[Opening Data for the task section]
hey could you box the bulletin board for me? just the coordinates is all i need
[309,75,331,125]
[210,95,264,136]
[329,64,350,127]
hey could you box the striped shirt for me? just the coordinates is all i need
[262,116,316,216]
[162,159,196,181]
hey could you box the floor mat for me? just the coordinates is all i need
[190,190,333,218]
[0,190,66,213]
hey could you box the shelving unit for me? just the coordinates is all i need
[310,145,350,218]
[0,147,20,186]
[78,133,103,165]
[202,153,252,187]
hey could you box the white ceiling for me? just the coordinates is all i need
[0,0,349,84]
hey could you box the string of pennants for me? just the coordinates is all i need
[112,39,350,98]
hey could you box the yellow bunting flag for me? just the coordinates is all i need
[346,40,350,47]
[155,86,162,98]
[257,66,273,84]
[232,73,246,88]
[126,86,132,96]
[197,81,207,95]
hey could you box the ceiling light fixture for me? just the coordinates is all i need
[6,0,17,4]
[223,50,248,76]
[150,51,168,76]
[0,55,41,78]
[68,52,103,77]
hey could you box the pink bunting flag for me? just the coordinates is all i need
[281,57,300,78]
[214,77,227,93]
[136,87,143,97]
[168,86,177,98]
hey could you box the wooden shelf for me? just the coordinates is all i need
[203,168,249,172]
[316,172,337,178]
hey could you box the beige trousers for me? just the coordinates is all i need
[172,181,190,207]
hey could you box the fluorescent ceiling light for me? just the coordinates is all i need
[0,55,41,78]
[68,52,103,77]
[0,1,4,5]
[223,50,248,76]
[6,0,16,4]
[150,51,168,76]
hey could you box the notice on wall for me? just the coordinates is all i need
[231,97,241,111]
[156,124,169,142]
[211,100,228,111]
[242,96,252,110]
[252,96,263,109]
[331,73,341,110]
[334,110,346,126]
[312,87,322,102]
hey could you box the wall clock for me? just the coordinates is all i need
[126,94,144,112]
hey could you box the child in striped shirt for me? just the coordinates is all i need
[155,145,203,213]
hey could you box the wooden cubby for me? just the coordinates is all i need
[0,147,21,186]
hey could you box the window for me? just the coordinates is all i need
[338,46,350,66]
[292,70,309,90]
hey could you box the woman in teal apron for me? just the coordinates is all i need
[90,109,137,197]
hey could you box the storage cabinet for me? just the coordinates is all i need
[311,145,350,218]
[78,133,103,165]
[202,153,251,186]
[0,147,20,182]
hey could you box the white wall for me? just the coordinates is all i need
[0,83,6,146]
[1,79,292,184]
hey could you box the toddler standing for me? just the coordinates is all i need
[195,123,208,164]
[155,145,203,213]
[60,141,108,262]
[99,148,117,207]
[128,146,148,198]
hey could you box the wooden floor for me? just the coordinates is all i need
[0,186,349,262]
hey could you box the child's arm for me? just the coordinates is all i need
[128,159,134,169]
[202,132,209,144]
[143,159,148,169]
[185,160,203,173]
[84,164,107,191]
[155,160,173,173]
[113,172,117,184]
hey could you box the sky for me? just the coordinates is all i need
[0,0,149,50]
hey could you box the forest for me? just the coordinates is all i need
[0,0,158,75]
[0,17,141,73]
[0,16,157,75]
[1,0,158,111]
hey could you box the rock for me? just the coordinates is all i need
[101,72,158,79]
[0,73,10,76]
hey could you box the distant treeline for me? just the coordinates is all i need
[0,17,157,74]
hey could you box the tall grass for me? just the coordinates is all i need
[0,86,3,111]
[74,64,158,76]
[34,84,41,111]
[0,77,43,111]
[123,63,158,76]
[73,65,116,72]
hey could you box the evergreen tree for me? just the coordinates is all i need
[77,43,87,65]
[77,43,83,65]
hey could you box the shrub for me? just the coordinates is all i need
[Closing Data for the task section]
Exercise aim >>
Each record is to be repeated exactly.

The answer >>
hey could you box the bulletin board for me? just the coordinates is all i need
[309,75,331,125]
[210,95,264,136]
[329,64,350,127]
hey could you box the striped shirt for me? just the coordinates is all i need
[262,116,316,216]
[162,159,196,181]
hey could you box the floor mat for me? just the coordinates is all i need
[190,190,333,218]
[0,190,66,213]
hey could you box the shelving unit for me? just the coordinates is all i need
[310,145,350,218]
[0,147,20,186]
[78,133,103,165]
[202,153,252,187]
hey could you box the white ceiling for me? just the coordinates is all i need
[0,0,349,84]
hey could you box the string of pennants for me? just the coordinates is all i need
[112,39,350,98]
hey could you box the yellow bunting flag for me? just the coordinates is all i need
[346,40,350,47]
[155,86,162,98]
[257,66,273,84]
[232,73,246,88]
[126,86,132,96]
[197,81,207,95]
hey could you box the ceiling light fixture for me? just the coordinates is all i need
[6,0,17,4]
[223,50,248,76]
[150,51,168,76]
[0,55,41,78]
[68,52,103,77]
hey could you box the pink bunting flag for me? just the coordinates is all i need
[281,57,300,78]
[214,77,227,93]
[136,87,143,97]
[168,86,177,98]
hey could you box the wooden shelf for me? just the coordinates is all i need
[203,168,249,172]
[316,172,337,178]
hey could you box the beige trousers for me? just the coordinates is all i need
[172,181,190,207]
hey could you box the fluorescent ceiling light for me? just the coordinates is all i need
[0,55,41,78]
[68,52,103,77]
[0,1,4,5]
[223,50,248,76]
[6,0,16,4]
[150,51,168,76]
hey could you box the notice on wall for me? just the coordinates is all i need
[231,97,241,111]
[156,124,169,142]
[211,100,228,111]
[242,96,252,110]
[252,96,263,109]
[331,73,341,110]
[334,110,346,126]
[312,87,322,102]
hey could you box the wall clock for me? just the coordinates is all i need
[126,94,144,112]
hey could you box the child in striped shirt for me? just the coordinates is all i need
[155,145,203,213]
hey could you box the wooden cubby for me? just the coordinates is all i need
[0,147,21,186]
hey could you box the window for me? just the coordinates is all i need
[338,46,350,66]
[292,70,309,90]
hey could you box the woman in teal apron for me? just the coordinates is all i need
[90,109,137,197]
hey could you box the storage cabinet for me? just the coordinates is all i need
[311,145,350,218]
[78,133,103,165]
[202,153,251,186]
[0,147,20,182]
hey could you box the white wall for me? just the coordinates is all i need
[0,83,6,146]
[1,79,292,184]
hey could you box the toddler standing for me? just the coordinates is all i need
[195,123,208,164]
[155,145,203,213]
[60,141,108,262]
[99,148,117,207]
[128,146,148,198]
hey could you box the wooden floor for me? just the coordinates is all i need
[0,186,349,262]
hey could you box the child's arm for me? just the coordinates is all i need
[128,159,134,169]
[202,132,209,144]
[143,159,148,169]
[185,160,203,173]
[84,164,107,191]
[155,160,173,173]
[113,172,117,184]
hey could you box the sky for me? just the coordinates is all i need
[0,0,149,50]
hey could you box the forest for me? just the coordinates is all i need
[0,0,158,75]
[0,17,141,73]
[0,16,157,75]
[1,0,158,111]
hey could you box the rock for me? just the coordinates is all i need
[101,72,158,79]
[0,73,10,76]
hey could you box the distant treeline for me? just the coordinates is all i need
[0,17,157,74]
hey could you box the tall grass for me? just the coordinates is all i need
[0,86,3,111]
[74,64,158,76]
[34,84,41,111]
[0,77,43,111]
[123,63,158,76]
[73,65,116,72]
hey could you box the evergreen tree for me? just the coordinates is all i need
[77,43,87,65]
[77,43,83,65]
hey could you box the shrub for me? just the coordinates is all i need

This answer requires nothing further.